◆ **EXERCISE**: Which lines in the listing below contain the word "water"? Copy each of them.

◆ **GIVEN RECORDS**:
──────────
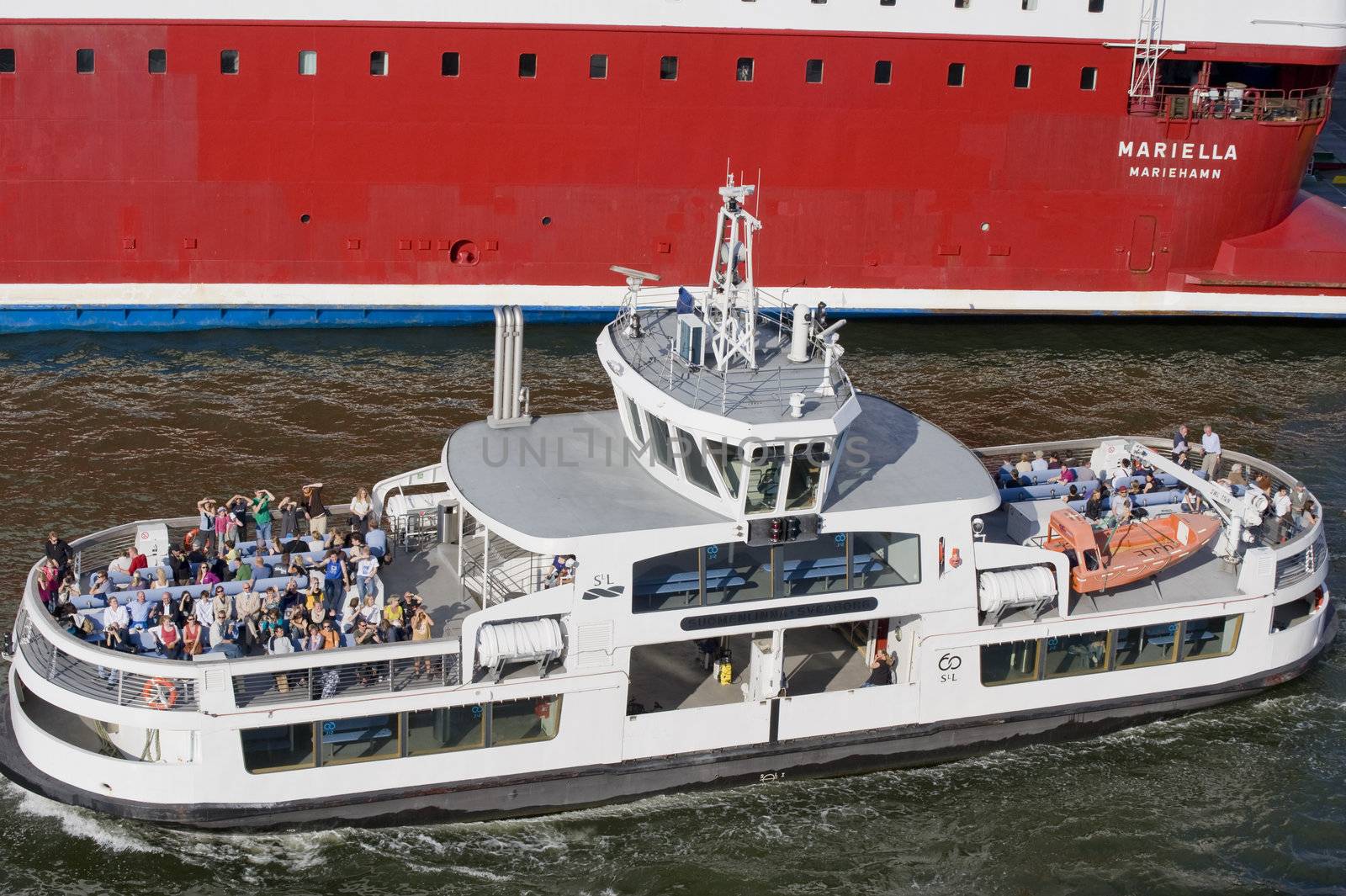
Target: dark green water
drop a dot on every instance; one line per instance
──────────
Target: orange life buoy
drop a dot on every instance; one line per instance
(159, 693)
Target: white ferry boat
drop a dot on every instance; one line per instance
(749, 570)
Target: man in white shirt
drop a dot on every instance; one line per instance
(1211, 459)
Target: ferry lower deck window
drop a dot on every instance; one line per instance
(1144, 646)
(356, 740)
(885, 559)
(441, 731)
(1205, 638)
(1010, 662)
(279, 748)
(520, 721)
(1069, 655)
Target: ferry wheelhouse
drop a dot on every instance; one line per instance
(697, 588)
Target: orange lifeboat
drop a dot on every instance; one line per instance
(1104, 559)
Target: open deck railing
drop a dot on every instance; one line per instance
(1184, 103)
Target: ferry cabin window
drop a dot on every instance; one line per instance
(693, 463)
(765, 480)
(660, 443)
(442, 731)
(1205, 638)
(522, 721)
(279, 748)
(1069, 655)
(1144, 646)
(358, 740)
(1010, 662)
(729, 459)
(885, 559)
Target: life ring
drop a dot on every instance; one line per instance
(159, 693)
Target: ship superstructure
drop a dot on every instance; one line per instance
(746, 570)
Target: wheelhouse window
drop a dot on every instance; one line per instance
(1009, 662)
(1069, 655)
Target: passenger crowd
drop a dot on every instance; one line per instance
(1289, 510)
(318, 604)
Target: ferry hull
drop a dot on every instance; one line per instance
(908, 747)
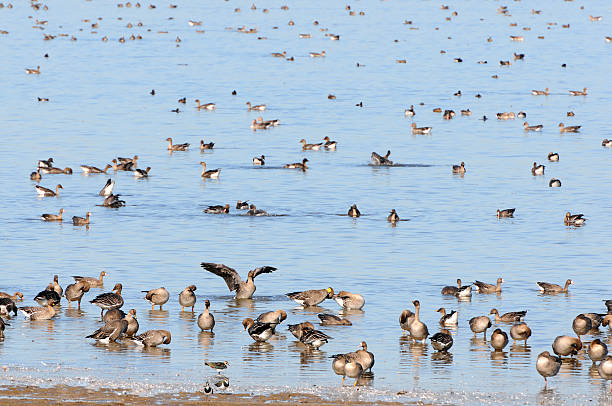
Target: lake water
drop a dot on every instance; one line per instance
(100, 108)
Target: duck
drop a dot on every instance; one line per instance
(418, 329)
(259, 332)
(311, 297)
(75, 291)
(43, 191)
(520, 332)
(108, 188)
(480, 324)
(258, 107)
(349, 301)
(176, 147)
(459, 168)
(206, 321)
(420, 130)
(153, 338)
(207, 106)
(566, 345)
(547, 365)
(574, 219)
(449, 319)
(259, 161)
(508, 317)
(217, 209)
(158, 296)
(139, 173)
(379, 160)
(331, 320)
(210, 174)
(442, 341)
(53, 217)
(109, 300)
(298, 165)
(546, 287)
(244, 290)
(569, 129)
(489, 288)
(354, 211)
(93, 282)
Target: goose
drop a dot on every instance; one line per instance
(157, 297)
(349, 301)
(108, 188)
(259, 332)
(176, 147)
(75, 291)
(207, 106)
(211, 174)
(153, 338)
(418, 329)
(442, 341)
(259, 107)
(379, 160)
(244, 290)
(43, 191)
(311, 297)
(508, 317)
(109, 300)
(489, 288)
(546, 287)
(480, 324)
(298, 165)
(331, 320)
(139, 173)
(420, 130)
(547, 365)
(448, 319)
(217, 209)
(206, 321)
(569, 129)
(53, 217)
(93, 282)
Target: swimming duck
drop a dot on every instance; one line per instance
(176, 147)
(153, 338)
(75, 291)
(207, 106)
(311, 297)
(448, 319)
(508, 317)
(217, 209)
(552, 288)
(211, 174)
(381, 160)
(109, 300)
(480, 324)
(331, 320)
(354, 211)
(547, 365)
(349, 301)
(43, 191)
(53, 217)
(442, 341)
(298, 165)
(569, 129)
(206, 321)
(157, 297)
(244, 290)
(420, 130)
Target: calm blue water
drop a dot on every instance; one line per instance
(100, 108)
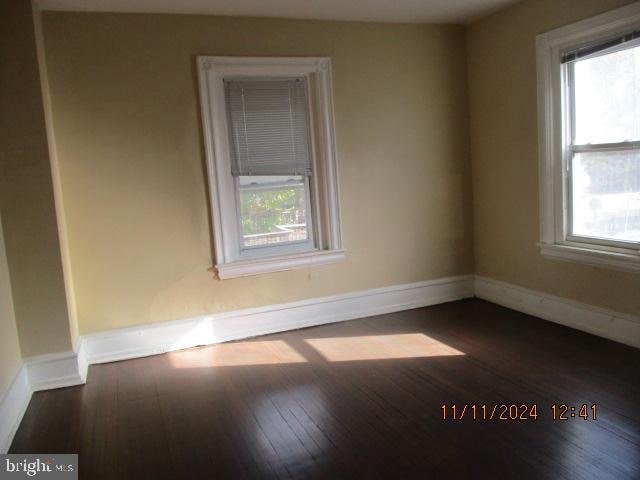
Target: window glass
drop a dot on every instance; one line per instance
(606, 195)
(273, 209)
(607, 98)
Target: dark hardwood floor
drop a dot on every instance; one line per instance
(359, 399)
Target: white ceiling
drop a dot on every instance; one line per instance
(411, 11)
──────────
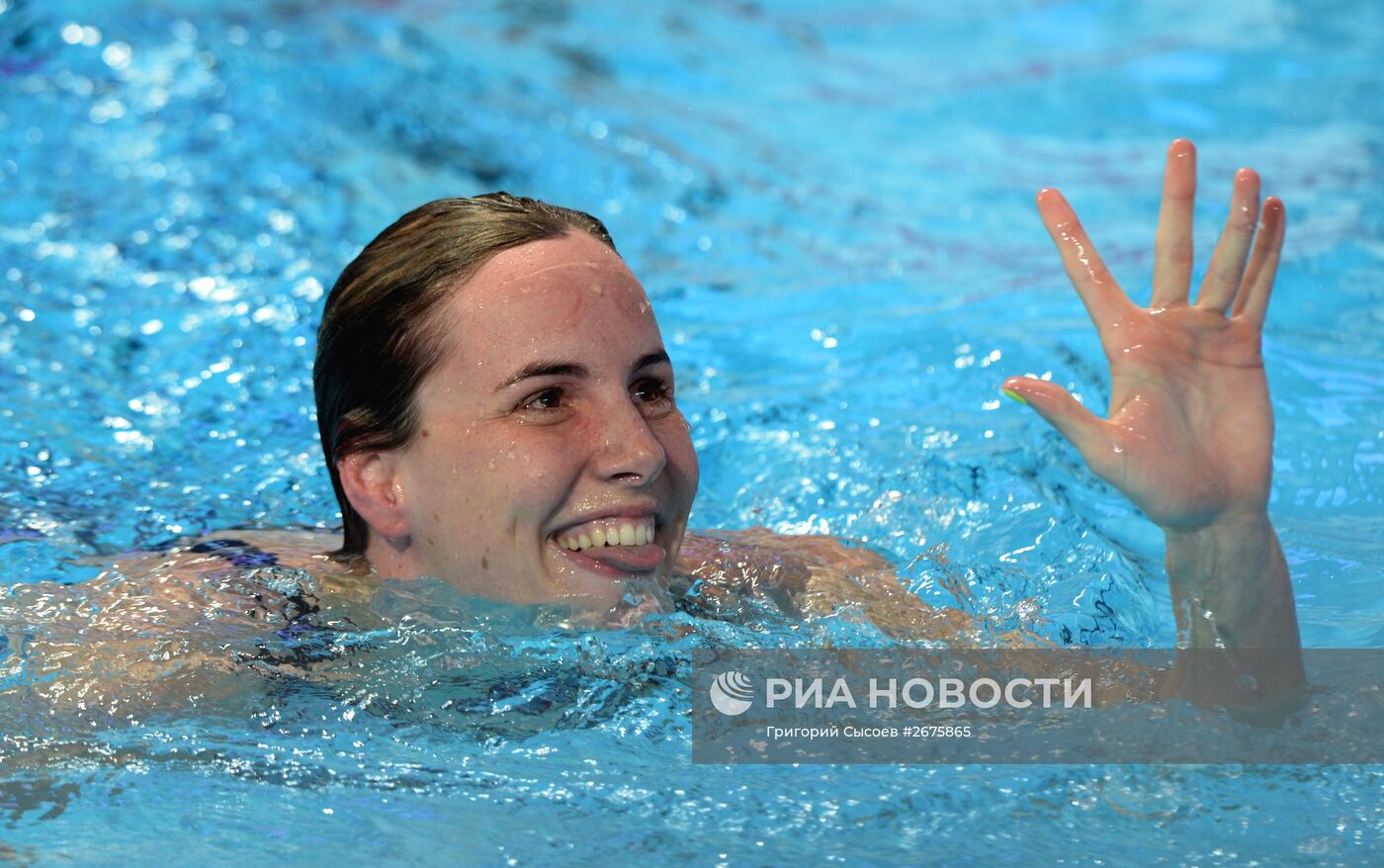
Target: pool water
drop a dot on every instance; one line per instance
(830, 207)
──────────
◆ **TASK ANSWER**:
Target: dark green water
Target: lake water
Target: calm blue water
Target: pool water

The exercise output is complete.